Published June 2, 2009 in Movie Interviews
By Fred Topel | Image property of Universal Pictures
Land of the Lost Poster Land of the Lost
The new Land of the Lost updates the original show’s puppet and animated effects with high tech CGI. Director Brad Silberling has done his share of visual effects in Casper and Lemony Snicket’s A Series of Unfortunate Events, but Land of the Lost presented new challenges.

Brad Silberling Remakes Land of the Lost


“Honestly, the most daunting part of it was dealing with the Sleestak,” Silberling said. “That’s not even a joke because they’re so damn slow. I brought it on myself. I really wanted them to be suit performers. I didn’t want to just have them be CG beings. They were like Nascar cars. They had to pull in for pit stops. I mean, they’re blind, poor guys. They’re effectively blind. They’re on platform shoes, already they’re tall. It’s like wearing a wet suit indoors. They had to be hydrated. So, there were like two people for every Sleestak. imagine you’ve got a big set and you’re trying to keep a camera set-up going and then suddenly between takes this army of people come in pulling the eyes out, feeding it, and I had great sympathy to a point and then I was just like, “Oh my God!” That was the only daunting part, honestly. The rest of it, oddly enough, was really what got me excited. to me, the idea of really committing to this sort of adventure stakes with this absurd behavior in the middle of it was really fun to do and maybe more my sense of humor anyway.”

⁂

* SHORT TASK *
In the interview about remaking Land of the Lost, how many people did Silberling say were needed for every Sleestak?

* DATA *
⁂

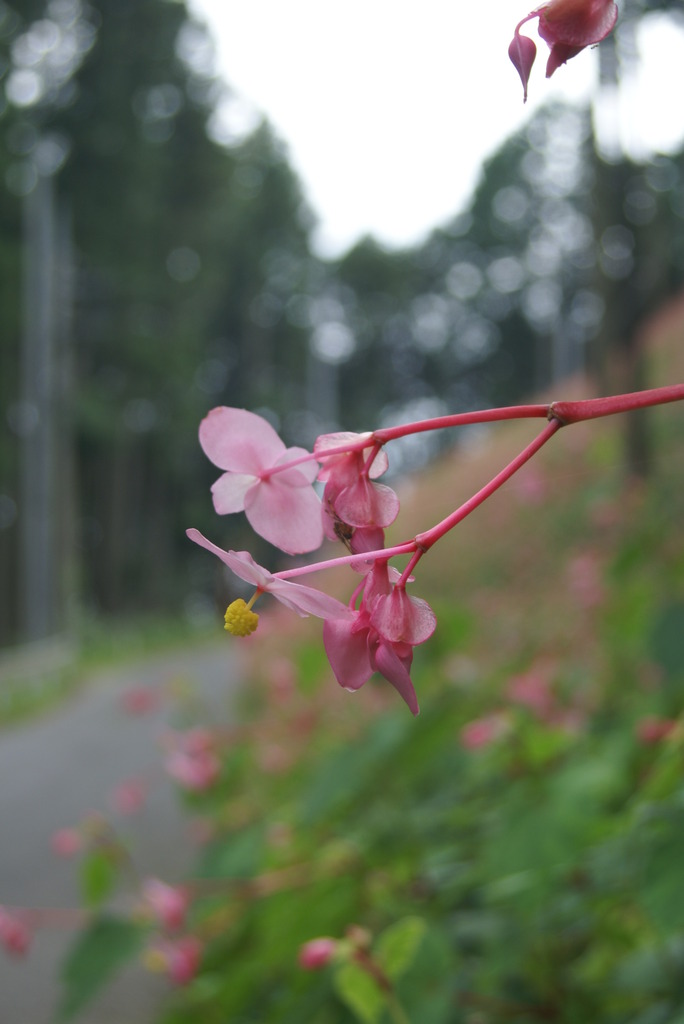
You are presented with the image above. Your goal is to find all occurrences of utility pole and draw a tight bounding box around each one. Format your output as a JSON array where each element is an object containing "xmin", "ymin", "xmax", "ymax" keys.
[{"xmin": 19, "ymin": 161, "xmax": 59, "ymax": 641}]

⁂

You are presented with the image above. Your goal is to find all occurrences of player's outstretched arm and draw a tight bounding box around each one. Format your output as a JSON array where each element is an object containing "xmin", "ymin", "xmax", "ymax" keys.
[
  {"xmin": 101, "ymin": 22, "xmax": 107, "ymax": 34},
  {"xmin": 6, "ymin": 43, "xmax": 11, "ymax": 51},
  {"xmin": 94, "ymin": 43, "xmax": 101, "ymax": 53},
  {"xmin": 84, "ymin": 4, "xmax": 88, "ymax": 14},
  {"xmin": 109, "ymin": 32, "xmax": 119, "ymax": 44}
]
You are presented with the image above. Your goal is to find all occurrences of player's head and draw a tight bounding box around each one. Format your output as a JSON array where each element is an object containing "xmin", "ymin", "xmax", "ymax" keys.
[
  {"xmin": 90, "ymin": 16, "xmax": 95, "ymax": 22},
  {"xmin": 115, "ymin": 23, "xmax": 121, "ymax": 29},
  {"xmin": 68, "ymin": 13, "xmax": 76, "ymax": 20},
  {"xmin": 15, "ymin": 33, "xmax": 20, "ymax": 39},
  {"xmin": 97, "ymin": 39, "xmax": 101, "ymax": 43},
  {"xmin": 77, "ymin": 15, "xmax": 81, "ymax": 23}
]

⁂

* ANSWER TO THE PROBLEM *
Two people for every Sleestak.